• _Given problem 1_
Rewrite everything in the shoe forum thread from "My Sam Windsors" down to "have corrected grain.", renaming "Oxfords" as "Derbies".

• _Text provided_
****************
I bought some in a 2 for the price of 1 offer, and 1 pair I sent back as the upper began to pull away from the sole at the toe. The brogue pattern wasn't regular either. I sent them back and refused the replacement, preferring my money back. The other pair, although not faulty, weren't impressive for their quality, and I won't be buying any more.


----------



## Kingstonian (Dec 23, 2007)

rossyl said:


> Hi...a thread revival by all imaginations, but a required one.
> 
> Well long story short, my Loake's have held out well...but i'm now in a position to buy a second pair of shoes.
> 
> ...


You will not get Loakes anywhere as cheap as that shop in Strutton Ground. £80 for Royal brogues last time I looked and about half as much again from Herring or Pediwear. The chukkas were just over £100 but nowhere else does Loake chukkas at that price.

My Sam Windsors are still going strong but I would only buy from the shop in Ripley. Some models are excessively shiny.


----------



## rossyl (May 28, 2008)

*Comfortable office (suit) shoes for £100-150 (UK)*

Hi,

I'm after a pair of Oxfords or similar £100-150 they must be *comfortable* and not have corrected grain.
****************
• _Supplied records_

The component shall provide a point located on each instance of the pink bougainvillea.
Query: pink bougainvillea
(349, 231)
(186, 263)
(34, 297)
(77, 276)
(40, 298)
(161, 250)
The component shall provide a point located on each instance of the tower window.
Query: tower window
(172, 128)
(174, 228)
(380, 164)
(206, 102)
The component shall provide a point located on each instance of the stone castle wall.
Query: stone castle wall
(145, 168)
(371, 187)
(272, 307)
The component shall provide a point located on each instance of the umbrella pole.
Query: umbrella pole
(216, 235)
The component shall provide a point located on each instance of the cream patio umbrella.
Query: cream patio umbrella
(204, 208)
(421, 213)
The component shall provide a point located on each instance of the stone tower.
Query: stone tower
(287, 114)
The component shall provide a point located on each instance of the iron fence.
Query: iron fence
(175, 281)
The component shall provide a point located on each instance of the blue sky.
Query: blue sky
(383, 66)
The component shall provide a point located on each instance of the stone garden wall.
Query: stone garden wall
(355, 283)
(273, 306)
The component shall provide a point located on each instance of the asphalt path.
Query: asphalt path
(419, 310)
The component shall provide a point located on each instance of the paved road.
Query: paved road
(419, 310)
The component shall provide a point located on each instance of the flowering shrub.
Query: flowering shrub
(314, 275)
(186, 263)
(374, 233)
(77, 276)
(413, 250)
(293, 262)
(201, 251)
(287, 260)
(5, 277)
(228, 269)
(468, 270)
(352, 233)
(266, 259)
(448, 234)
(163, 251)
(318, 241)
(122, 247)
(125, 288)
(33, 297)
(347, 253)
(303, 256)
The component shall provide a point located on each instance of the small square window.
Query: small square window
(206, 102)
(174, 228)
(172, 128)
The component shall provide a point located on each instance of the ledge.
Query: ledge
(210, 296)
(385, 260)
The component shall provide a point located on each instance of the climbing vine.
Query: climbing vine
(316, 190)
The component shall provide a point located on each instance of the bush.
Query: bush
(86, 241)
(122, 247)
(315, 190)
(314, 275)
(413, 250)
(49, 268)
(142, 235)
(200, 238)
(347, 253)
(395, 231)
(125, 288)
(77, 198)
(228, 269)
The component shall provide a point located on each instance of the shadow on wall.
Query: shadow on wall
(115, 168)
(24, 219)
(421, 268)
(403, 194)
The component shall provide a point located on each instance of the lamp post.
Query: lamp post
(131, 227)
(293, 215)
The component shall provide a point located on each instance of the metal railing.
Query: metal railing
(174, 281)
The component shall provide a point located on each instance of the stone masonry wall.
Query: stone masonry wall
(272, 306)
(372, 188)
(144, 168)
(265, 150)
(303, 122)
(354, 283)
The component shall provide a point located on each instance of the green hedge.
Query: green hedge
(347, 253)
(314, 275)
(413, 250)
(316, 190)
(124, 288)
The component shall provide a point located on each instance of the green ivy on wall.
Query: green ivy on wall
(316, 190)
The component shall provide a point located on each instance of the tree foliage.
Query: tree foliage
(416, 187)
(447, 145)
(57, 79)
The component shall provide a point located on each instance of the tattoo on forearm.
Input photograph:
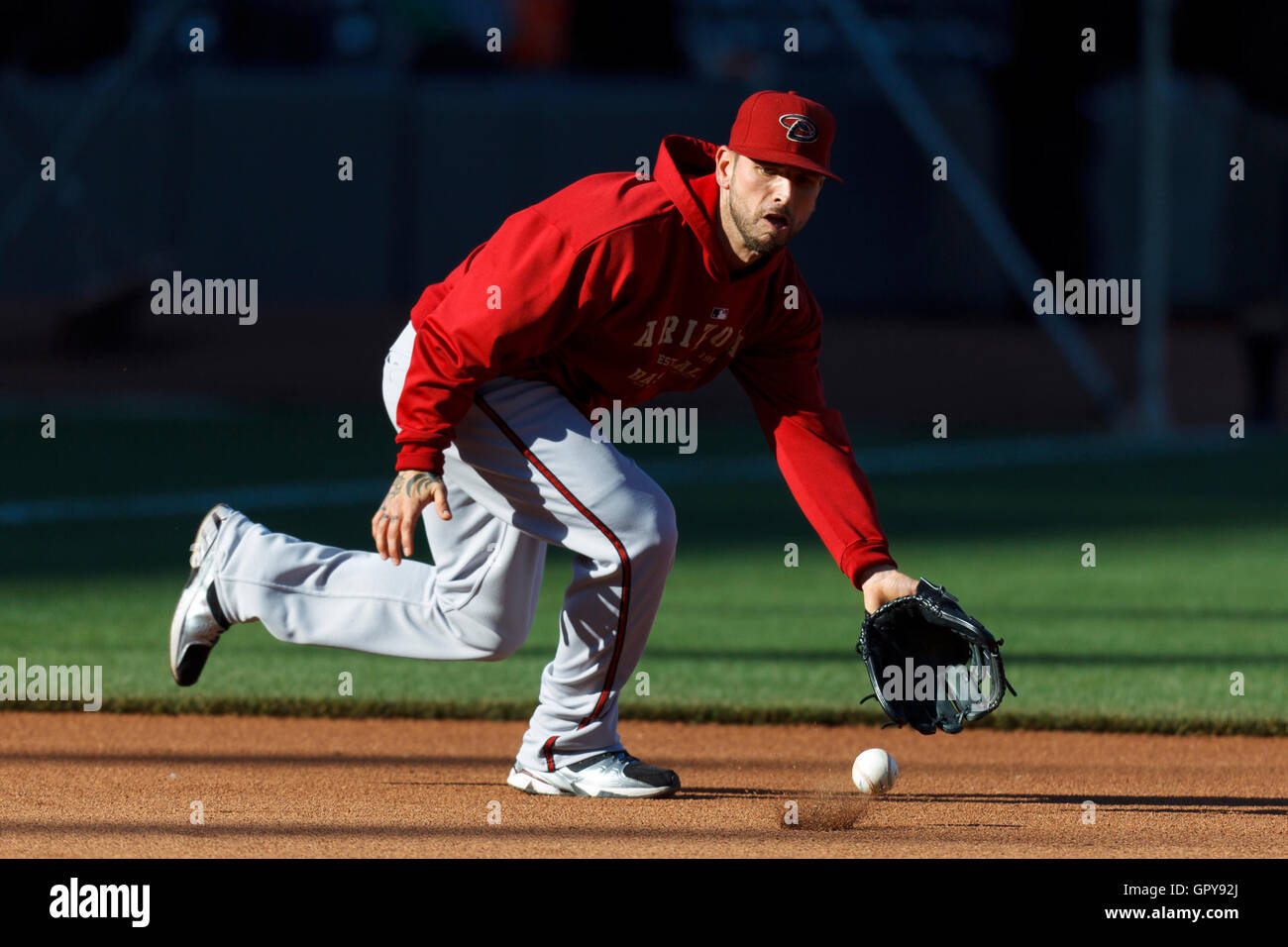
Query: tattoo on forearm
(413, 483)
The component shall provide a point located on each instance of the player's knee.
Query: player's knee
(655, 532)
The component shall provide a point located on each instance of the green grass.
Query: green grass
(1188, 587)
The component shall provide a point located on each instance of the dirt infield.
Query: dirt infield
(107, 785)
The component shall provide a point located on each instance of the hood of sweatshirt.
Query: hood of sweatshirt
(686, 169)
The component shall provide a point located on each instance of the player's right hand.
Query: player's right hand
(393, 527)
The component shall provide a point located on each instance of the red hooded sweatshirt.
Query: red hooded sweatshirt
(618, 289)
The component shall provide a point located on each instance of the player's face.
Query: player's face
(769, 204)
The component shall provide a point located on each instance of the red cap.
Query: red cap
(784, 128)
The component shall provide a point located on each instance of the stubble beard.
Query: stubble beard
(746, 224)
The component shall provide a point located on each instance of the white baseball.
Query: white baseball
(875, 772)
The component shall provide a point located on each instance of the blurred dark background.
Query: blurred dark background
(223, 163)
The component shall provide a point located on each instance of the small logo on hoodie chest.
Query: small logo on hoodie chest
(687, 347)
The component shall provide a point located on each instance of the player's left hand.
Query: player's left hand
(393, 526)
(884, 583)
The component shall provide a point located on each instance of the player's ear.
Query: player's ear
(726, 161)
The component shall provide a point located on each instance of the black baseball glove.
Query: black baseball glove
(930, 664)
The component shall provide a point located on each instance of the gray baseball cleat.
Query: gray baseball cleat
(198, 620)
(613, 775)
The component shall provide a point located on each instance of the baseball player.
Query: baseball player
(613, 289)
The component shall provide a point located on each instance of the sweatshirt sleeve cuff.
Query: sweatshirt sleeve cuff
(861, 556)
(412, 458)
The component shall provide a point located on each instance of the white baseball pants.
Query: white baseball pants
(523, 474)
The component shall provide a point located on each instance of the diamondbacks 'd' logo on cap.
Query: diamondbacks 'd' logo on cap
(799, 127)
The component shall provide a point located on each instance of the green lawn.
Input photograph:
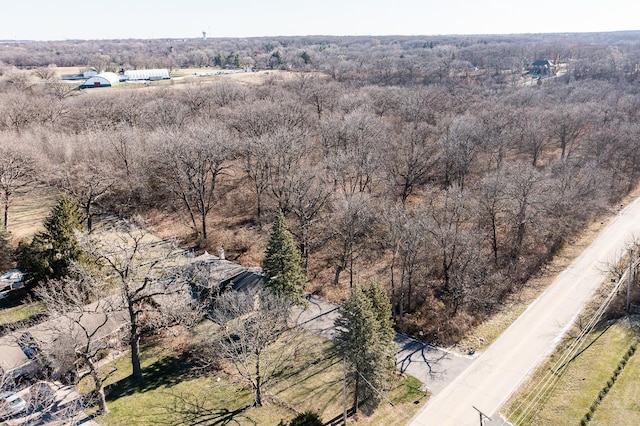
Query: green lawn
(576, 389)
(21, 312)
(173, 394)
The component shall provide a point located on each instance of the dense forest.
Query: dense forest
(442, 168)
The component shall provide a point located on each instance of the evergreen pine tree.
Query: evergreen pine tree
(367, 344)
(51, 251)
(282, 265)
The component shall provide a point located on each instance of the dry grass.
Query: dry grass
(27, 212)
(492, 327)
(312, 380)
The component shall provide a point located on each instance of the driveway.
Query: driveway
(493, 376)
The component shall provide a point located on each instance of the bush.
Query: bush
(308, 418)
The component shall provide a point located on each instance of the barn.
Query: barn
(157, 74)
(105, 79)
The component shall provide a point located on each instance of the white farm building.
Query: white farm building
(157, 74)
(105, 79)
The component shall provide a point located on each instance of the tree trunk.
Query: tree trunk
(258, 382)
(355, 394)
(87, 209)
(204, 228)
(135, 357)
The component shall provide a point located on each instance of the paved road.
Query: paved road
(489, 381)
(433, 366)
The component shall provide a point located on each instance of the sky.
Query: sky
(117, 19)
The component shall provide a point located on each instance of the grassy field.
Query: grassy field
(19, 313)
(28, 210)
(172, 393)
(584, 377)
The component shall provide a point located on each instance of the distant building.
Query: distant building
(542, 67)
(157, 74)
(105, 79)
(89, 72)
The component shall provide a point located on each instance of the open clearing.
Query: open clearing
(172, 393)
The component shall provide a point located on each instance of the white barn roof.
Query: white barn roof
(105, 79)
(156, 74)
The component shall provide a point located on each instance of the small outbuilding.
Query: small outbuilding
(156, 74)
(105, 79)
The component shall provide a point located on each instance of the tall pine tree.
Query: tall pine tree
(282, 265)
(51, 251)
(365, 340)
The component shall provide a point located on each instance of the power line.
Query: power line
(548, 381)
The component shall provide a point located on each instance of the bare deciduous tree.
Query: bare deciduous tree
(149, 277)
(84, 323)
(251, 335)
(192, 162)
(16, 173)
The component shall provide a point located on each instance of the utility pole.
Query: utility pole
****************
• _Given problem 2_
Show each line of the listing that contains the string "evergreen", matching case exactly.

• _Final result 1_
My Sam Windsors are still going strong but I would only buy from the shop in Ripley. Some models are excessively shiny.


----------



## rossyl (May 28, 2008)

*Comfortable office (suit) shoes for £100-150 (UK)*

Hi,

I'm after a pair of Derbies or similar £100-150 they must be *comfortable* and not have corrected grain.

• _Final result 2_
The component shall provide a point located on each instance of the evergreen pine tree.
Query: evergreen pine tree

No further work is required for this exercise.